What you need to do: Here are some records; quote them exactly, leaving out the pictures.

↓↓↓

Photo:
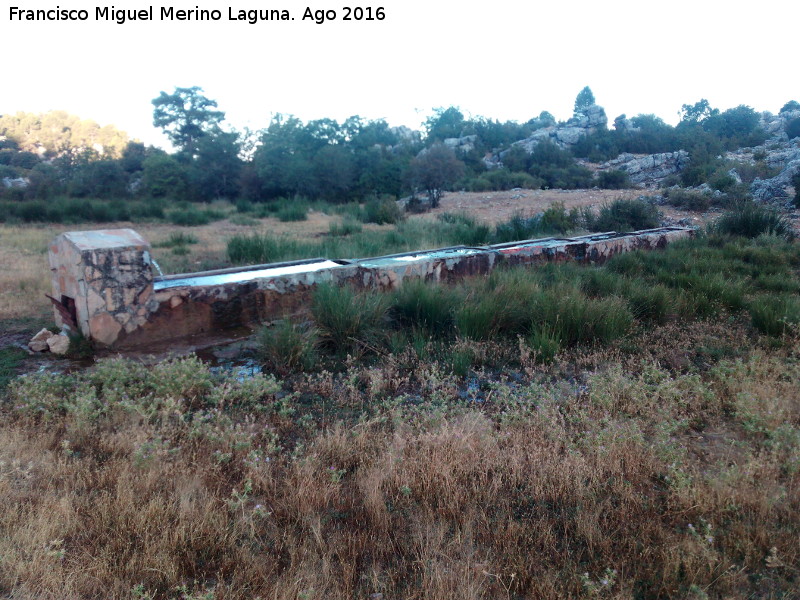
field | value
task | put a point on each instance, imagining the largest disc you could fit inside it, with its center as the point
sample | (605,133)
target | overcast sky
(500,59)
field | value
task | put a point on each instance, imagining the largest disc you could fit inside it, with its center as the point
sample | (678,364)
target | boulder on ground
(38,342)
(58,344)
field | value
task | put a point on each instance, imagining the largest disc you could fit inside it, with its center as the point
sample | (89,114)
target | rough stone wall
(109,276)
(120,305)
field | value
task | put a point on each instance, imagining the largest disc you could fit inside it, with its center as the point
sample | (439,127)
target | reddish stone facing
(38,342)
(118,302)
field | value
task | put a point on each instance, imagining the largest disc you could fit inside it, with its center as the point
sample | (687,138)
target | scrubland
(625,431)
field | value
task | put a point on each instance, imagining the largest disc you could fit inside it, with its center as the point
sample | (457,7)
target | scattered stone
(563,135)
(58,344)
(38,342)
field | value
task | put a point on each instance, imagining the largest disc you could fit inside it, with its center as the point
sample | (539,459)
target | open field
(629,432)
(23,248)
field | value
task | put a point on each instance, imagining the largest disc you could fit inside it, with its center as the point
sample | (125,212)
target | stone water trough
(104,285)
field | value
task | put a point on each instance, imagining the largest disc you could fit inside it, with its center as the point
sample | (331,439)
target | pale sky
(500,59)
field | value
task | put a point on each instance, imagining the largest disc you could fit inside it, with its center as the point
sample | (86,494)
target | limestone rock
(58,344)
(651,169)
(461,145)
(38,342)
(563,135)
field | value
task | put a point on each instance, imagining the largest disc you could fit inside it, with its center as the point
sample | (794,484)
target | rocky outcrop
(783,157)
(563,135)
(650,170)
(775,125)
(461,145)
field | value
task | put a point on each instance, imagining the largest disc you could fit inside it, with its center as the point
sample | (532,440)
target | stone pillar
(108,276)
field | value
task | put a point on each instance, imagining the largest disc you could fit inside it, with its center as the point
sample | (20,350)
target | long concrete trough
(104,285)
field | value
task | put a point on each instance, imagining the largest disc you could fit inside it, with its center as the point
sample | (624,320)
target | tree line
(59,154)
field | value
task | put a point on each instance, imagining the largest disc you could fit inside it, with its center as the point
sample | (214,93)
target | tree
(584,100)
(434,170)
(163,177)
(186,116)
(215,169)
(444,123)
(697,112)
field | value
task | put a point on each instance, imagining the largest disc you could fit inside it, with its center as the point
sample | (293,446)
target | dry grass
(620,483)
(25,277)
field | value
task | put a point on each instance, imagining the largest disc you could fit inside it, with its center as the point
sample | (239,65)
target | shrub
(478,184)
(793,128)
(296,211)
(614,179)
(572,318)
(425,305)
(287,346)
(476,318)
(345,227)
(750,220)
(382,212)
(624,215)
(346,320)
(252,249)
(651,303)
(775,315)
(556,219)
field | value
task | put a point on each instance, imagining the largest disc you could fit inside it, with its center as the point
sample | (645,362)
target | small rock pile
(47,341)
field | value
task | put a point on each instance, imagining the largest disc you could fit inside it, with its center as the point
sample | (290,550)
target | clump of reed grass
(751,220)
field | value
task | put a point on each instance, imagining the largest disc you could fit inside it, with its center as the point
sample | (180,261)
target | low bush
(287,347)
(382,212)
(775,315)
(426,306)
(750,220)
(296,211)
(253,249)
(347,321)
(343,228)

↑↑↑

Task response:
Photo:
field | value
task | put a point on each instance, imagining the largest disc you could fit inside it, with its center as the point
sample | (605,133)
target | overcast sky
(500,59)
field | value
task | put a point on each instance, imagining the largest disc you could fit inside it, with its center as the point
sample | (678,364)
target | boulder on ground
(38,342)
(58,344)
field | value
task | put a point on each instance, imagining the largest disc you could fit inside it, with its center as the point
sample | (89,114)
target | rough stone wall
(109,276)
(120,305)
field | value
task | put a point on each instance, imagining the largest disc you could fit inside it, with its center as the point
sample | (439,127)
target | reddish stone facing
(38,342)
(118,302)
field | value
task | put a point on each instance, imagining the largest disc you could fit inside it, with its center as the point
sample | (687,138)
target | scrubland
(625,431)
field | value
task | put a point on each instance, imagining the largest disc you could fit inside it, with its center as the point
sample | (457,7)
target | scattered stone
(563,135)
(58,344)
(38,342)
field | value
task | put a point on each instance, imagining the largest disc you could fit inside it, with its center as the point
sample | (539,459)
target | open field
(629,432)
(23,248)
field | value
task | put a point on each instance, imagining the largest disc you could fit inside it, with its center as the point
sample | (125,212)
target | stone water trough
(104,285)
field | value
task | put a point on each instance, imagining the largest disc you could fit inside it, with its center as the point
sample | (331,439)
target | pale sky
(500,59)
field | value
task | put a point on each instance, imagining the largest disc you could fit inside it, with its center as the point
sample | (86,494)
target | limestone rock
(58,344)
(651,169)
(461,145)
(38,342)
(563,135)
field | value
task | put a point on each instance, imagining the largest disc you could fit inside it, with its center as the point
sample | (794,484)
target | rocky outcrop
(783,157)
(563,135)
(650,170)
(775,125)
(461,145)
field | value
task | put a point on each instance, imagining the largest disc you could fit inside it, with its center as the point
sample | (532,440)
target | stone pillar
(108,276)
field | value
task | put a point on each instance, imagining the largest disc you could fit inside it, with its center as the point
sample | (20,350)
target | long concrete trough
(104,285)
field | value
task | put a point on each instance, imagining the largest disc you could fit inside it, with its center as the point
sample | (624,320)
target | tree line
(59,154)
field | value
task | put a point on each instance, imagining the largest disc you could fit inside it, with its center as the point
sample | (214,93)
target | tree
(584,100)
(434,170)
(163,177)
(186,116)
(215,169)
(444,123)
(697,112)
field | value
task | put a point on each instance, imagining the largest disc you could fit inside it, with its center as the point
sample | (293,446)
target | dry grass
(620,483)
(25,277)
field | value
task | put a point on each instance, imagining the largest disc you could fit inside it, with its center as the point
sample | (239,65)
target | shrub
(478,184)
(793,128)
(296,211)
(614,179)
(572,318)
(425,305)
(287,346)
(476,318)
(345,227)
(750,220)
(382,212)
(624,215)
(346,320)
(252,249)
(651,303)
(775,315)
(556,219)
field | value
task | put a point on each instance, imagining the largest disc you could fit inside it, with its center as the point
sample | (645,362)
target | small rock pile
(47,341)
field | value
task | put a point on each instance, imagining the largest disc you could fit inside it, with its center as the point
sample | (290,550)
target | clump of reed grass
(751,220)
field | value
task | put a point on each instance, imagining the largest disc you could fit inside it, with its center as the point
sample | (180,261)
target | low bush
(287,347)
(382,212)
(775,315)
(426,306)
(750,220)
(296,211)
(253,249)
(347,321)
(343,228)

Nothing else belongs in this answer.